--- Supplied records Enclosed Below ---
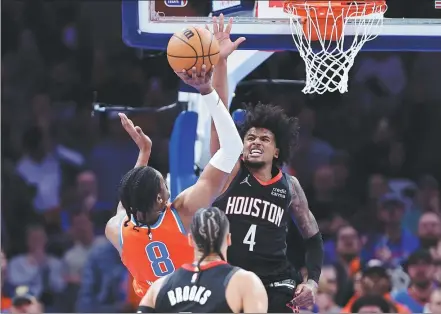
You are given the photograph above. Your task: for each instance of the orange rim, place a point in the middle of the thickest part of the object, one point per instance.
(330, 27)
(322, 7)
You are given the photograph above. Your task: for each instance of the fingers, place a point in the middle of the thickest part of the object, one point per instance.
(138, 130)
(215, 25)
(221, 23)
(229, 25)
(183, 75)
(303, 300)
(194, 73)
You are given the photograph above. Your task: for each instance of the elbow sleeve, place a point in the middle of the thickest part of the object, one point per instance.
(230, 142)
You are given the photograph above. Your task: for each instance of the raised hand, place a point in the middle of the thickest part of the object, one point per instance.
(200, 82)
(143, 141)
(222, 35)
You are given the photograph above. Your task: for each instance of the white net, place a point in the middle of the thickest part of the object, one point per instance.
(328, 61)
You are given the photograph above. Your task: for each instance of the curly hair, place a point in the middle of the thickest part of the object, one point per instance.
(273, 118)
(138, 193)
(208, 228)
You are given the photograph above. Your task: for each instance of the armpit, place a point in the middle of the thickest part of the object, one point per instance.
(304, 219)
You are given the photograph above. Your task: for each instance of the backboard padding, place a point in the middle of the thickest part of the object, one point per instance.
(143, 29)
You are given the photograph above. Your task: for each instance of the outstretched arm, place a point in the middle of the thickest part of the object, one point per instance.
(308, 227)
(212, 180)
(220, 76)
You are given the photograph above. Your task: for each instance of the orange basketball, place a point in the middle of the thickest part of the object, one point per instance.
(192, 47)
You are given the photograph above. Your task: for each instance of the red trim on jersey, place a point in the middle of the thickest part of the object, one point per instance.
(192, 267)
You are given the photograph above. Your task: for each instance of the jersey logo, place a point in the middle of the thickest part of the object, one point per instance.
(278, 192)
(246, 181)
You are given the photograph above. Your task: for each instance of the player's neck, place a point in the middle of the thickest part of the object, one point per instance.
(207, 260)
(263, 174)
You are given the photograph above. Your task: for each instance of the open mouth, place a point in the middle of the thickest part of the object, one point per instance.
(255, 152)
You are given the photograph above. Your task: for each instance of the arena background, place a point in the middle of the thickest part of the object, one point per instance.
(369, 160)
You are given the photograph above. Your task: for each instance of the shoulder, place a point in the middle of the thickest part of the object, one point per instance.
(152, 294)
(400, 294)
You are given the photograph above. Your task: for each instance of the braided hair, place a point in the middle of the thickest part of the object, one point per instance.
(208, 229)
(138, 194)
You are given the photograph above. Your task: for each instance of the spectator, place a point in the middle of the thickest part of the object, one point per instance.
(395, 244)
(6, 300)
(75, 258)
(347, 264)
(311, 152)
(322, 201)
(375, 281)
(24, 302)
(36, 269)
(328, 288)
(429, 230)
(366, 219)
(85, 198)
(103, 286)
(371, 304)
(421, 269)
(427, 200)
(42, 166)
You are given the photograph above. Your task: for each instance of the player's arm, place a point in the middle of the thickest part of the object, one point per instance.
(254, 296)
(309, 230)
(220, 76)
(144, 144)
(148, 302)
(212, 180)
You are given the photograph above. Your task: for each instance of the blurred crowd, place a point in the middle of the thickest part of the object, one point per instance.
(369, 161)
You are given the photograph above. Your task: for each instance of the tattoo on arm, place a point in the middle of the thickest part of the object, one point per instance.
(304, 219)
(120, 208)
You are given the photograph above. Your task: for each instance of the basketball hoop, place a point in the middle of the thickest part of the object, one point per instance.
(318, 29)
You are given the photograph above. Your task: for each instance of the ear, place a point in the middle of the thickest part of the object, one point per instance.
(159, 198)
(190, 240)
(229, 239)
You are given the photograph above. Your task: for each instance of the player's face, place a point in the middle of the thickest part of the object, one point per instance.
(259, 147)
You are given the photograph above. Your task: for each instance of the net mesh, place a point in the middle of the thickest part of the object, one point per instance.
(319, 34)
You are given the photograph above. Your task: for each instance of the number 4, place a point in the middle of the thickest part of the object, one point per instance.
(250, 236)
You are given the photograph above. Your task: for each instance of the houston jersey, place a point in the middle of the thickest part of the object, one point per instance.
(149, 259)
(180, 294)
(258, 214)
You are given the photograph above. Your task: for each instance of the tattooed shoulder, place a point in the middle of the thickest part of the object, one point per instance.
(304, 219)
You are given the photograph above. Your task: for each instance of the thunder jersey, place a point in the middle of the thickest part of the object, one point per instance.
(149, 259)
(180, 293)
(258, 214)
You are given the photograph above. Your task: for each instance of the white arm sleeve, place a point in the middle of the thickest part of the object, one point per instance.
(230, 142)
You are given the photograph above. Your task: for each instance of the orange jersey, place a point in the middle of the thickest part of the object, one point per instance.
(147, 260)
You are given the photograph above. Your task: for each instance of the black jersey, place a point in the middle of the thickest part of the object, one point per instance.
(180, 294)
(259, 216)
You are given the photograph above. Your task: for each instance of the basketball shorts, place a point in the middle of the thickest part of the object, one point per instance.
(279, 295)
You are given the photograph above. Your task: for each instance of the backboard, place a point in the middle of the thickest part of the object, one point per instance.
(149, 24)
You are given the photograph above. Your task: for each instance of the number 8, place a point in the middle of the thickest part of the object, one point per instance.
(157, 259)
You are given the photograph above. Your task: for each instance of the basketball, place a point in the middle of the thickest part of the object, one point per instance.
(192, 47)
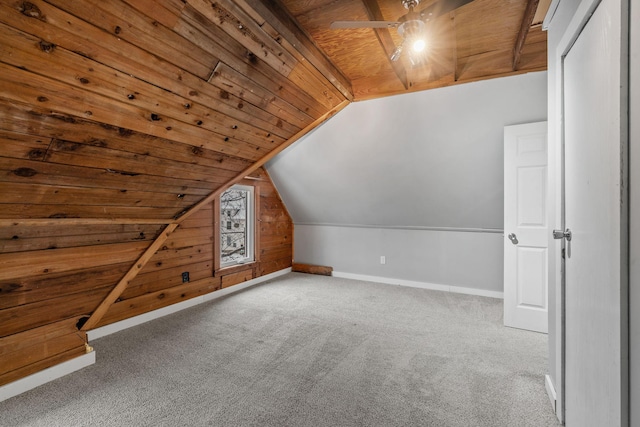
--- End of Enclosed Supplied records ---
» **Problem statement**
Set down the data above word for word, leaving every picture out.

» **Output of the task**
You are given the photograph above. Your task: for each instance of the orange rim, place a point in the middle of the thickest part of the object, one point per instance.
(330, 27)
(322, 7)
You are given the photograph above. Your task: for each instance of the fingers, place a point in the middle of the thickest part of the object, one point per instance.
(138, 130)
(215, 25)
(221, 23)
(229, 25)
(183, 75)
(303, 300)
(194, 73)
You are given the photograph above. Your task: for each instance of the elbow sleeve, place a point in the middle of the thickest part of the object, one point per instance.
(230, 142)
You are given the photograph above. Your task: for each instance of the raised hand, place a point in the middle of the thickest part of the object, one point per instance.
(200, 82)
(143, 141)
(222, 35)
You are given the photograph above. Your task: for each instance of the white net, place a point in the middle of the thickest part of the object, one point per instance.
(328, 61)
You are given the photograph above. Your task: for each instance of the curly hair, place a point in the middle of the thickest part of the object, one point per instance.
(273, 118)
(138, 193)
(208, 228)
You are given the photograph above. Your task: for each instance of the armpit, place a point in the middle of the thickest part of the object, one point per instance.
(304, 219)
You are given the photograph above. Your task: for each instance of the backboard padding, place a point in the middle of the thickest part of the object, one point per instance.
(143, 29)
You are given the photograph above. Your task: for each instance of the outstretched arm, place a point in the middle of the thickest part of the object, one point per instance.
(308, 227)
(212, 180)
(220, 76)
You are given the photograph above. Your task: for each instance of the orange basketball, place a point in the middle of the thickest part of the object, one point per instance.
(192, 47)
You are given the photograph above. Your task: for each instance of the red trim on jersey, place a point in the middle of the thickest part of the object, one point per instance.
(192, 267)
You are given the photograph above. Your task: for each instance of the jersey logo, place a point in the middle of the thickest part of the object, one point per instance.
(278, 192)
(246, 181)
You are given the photograph above. Your task: for each instance of the player's neck, place a point in the middle of the thickest part of the object, one point per instance.
(207, 260)
(263, 174)
You are given the photograph above. Your task: for each instance of the open mouth, place a point in the middle of the thickest part of the object, one point per instance.
(255, 152)
You are given the photograph above. Your task: for each instance of the arena background, place a point in the middle of the thickest part of the object, one point per instance.
(369, 160)
You are given the photograph above. Your task: for each instance of the shoulder, place a point in the middle of the thickest part of the object, one point per instance.
(152, 294)
(400, 294)
You are given the photograph above. Your task: for each instance of the braided hair, place a point in the middle of the thickest part of the object, one point per instance.
(208, 229)
(138, 194)
You are given the photograph above. Your task: for each instance of the spectator, place a point in the middle of the thickest part of the object, one point per instance.
(395, 244)
(6, 300)
(75, 258)
(347, 264)
(311, 152)
(322, 201)
(375, 281)
(24, 302)
(36, 269)
(328, 288)
(429, 230)
(366, 219)
(85, 198)
(103, 286)
(371, 304)
(421, 269)
(427, 200)
(42, 166)
You are given the photograph above. Your task: for each instance of the player's arm, place a point in the middle of the thickest part of the object, one point per instance.
(254, 296)
(309, 230)
(220, 76)
(144, 144)
(148, 302)
(212, 180)
You are given the photograph above. Your task: for each instance of the blurred crowd, place a point in the middle of the thickest part of the object, one point per instance.
(369, 161)
You are given the photograph above. Your task: for each instance of the tattoo on arm, place a point in the middle of the thickest part of the object, one point per instance.
(304, 219)
(120, 208)
You are given the photograph above. Your task: for each instance of the basketball hoop, place a point in the middle of the thickest part of the object, one point per instance.
(318, 29)
You are given the photograph above. Your task: for each instance of the ear, place a point in the middle of the thickest part of the object, one point per instance.
(159, 198)
(190, 240)
(229, 239)
You are given the photograph above. Your task: for each instance of the player's face, place a point in the middle of the thickest part of the object, one point per instance.
(259, 147)
You are given the photograph above. Your task: for each instance of the net mesh, place a point in the middle of the thickest part of the object, one point per instance.
(319, 34)
You are given the photograph above. Your task: for each instance of the number 4, place a point in the middle of the thickest part of the object, one point per instance.
(250, 236)
You are given the photograph above. Your task: for each instance of the houston jersey, place a point in the middle of the thickest part of the object, one point per instance.
(149, 259)
(180, 294)
(258, 214)
You are given the photograph above. Your task: for each instance of the tattooed shoulder, place a point in the middle of the thickest part of the object, one point per instance.
(304, 219)
You are given the photograph above. Your task: for each instance of the thunder jersey, place a point in the middle of the thickest part of the object, one point per instance.
(149, 259)
(180, 293)
(258, 214)
You are given the photograph above. Your task: for each instance of the white arm sleeve, place a point in the middle of the thickest part of the object, one point per instance.
(230, 142)
You are given the photograph above. Your task: for each instance of the orange jersey, place a point in the middle of the thickest part of the object, one point per instance.
(147, 260)
You are given the photograph above. Your task: for each instance of the black jersey, place a point in the middle of the thickest part of the object, one point per instance.
(180, 294)
(259, 216)
You are given the photograph above. Your task: for each instance of the basketball shorts, place a point in the middle of the thickest part of the object, one point per instance.
(279, 295)
You are given the photograph above. Your task: for each instance of the backboard, place a point in the middle of the thickest part of the object, one point per instance.
(149, 24)
You are given the photograph above. Your task: for each instance of the number 8, place a point in the middle of the thickest part of the object, one point per instance.
(157, 259)
You are given the photograph above. Your task: for each instance of the basketball, place a point in the middle of the thickest part of the object, one point per instance.
(192, 47)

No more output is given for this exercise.